** start of Raw records **
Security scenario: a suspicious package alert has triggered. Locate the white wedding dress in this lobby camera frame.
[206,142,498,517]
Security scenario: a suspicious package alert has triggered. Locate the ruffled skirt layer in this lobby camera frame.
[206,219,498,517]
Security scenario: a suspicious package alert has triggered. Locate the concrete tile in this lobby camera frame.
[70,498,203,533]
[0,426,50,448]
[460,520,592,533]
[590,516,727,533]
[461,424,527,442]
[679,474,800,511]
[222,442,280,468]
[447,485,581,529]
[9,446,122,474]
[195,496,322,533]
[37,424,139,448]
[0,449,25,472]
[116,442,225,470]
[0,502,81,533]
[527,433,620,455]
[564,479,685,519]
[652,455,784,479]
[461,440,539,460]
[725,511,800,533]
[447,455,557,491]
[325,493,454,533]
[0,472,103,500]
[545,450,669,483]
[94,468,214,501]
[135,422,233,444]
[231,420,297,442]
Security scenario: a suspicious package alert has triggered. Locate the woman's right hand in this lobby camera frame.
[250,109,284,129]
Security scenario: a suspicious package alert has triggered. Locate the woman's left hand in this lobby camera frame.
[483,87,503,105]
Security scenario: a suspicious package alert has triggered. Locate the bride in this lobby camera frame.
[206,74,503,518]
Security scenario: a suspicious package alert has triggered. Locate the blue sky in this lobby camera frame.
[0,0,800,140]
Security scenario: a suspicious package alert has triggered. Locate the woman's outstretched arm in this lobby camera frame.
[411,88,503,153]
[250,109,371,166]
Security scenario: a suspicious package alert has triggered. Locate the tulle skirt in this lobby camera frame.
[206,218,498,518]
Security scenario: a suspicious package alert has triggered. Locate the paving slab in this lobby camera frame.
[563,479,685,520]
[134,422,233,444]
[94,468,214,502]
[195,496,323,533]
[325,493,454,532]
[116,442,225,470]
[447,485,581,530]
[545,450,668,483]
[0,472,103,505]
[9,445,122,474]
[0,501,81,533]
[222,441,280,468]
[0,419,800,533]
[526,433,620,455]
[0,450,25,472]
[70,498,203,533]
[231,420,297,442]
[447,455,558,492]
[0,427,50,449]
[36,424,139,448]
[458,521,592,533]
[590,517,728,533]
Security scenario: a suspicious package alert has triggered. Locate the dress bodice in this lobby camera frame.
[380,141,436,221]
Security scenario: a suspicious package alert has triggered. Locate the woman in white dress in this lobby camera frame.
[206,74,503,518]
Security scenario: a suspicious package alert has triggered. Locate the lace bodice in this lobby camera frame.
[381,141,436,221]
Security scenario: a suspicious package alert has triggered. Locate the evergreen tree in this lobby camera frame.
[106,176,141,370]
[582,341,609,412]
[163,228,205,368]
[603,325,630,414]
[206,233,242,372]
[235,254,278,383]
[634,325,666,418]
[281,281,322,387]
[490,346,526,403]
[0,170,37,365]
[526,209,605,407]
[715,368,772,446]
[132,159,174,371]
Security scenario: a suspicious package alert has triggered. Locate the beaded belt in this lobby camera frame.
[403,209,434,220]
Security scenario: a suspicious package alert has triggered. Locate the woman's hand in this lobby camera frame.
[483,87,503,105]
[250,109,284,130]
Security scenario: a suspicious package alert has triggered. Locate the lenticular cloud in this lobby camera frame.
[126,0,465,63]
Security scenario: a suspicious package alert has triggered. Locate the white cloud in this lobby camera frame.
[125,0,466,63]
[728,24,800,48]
** end of Raw records **
** start of Raw records **
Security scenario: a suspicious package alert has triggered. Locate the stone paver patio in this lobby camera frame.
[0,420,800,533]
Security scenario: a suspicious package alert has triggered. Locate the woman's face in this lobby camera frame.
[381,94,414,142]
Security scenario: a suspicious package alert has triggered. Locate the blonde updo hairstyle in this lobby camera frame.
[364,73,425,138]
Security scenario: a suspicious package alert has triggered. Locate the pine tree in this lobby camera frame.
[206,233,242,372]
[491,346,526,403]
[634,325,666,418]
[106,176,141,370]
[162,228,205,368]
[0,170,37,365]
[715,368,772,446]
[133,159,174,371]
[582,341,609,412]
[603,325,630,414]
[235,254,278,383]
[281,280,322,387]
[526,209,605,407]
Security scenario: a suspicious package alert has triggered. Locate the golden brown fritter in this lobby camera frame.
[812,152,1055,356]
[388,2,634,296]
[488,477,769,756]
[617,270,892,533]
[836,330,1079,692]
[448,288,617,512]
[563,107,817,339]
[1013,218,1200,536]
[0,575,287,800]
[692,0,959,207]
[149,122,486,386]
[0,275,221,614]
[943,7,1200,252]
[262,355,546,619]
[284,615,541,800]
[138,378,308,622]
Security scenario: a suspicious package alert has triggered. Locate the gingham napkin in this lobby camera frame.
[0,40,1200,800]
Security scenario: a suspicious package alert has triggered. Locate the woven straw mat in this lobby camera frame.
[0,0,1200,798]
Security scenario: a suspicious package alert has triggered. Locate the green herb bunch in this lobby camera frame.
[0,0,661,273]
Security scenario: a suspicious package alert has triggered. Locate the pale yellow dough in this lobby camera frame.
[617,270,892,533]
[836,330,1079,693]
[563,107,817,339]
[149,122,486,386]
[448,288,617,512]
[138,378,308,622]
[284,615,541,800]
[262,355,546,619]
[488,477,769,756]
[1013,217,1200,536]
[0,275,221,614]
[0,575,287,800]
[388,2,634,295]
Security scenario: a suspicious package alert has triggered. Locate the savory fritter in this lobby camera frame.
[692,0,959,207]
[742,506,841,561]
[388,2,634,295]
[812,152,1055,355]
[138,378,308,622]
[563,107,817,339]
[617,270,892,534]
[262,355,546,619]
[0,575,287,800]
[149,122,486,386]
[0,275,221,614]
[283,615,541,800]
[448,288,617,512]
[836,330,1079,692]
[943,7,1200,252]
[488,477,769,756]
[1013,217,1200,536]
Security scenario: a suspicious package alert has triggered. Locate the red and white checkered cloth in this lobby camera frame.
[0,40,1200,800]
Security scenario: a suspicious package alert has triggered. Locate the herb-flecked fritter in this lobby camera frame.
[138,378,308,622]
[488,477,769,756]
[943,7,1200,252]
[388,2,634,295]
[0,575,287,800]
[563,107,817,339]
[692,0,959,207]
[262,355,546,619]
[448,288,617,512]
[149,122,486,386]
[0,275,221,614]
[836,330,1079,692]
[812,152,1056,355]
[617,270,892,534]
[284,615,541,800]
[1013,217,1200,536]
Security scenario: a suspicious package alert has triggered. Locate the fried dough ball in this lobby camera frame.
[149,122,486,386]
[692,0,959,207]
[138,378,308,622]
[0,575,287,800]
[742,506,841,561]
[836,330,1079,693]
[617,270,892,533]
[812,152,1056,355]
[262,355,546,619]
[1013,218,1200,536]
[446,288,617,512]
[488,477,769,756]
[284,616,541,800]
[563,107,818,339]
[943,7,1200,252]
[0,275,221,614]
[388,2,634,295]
** end of Raw records **
- _What you should do_:
In the material above, how many lines contain the word "hand"? Reply with only the number.

- _Task output_:
3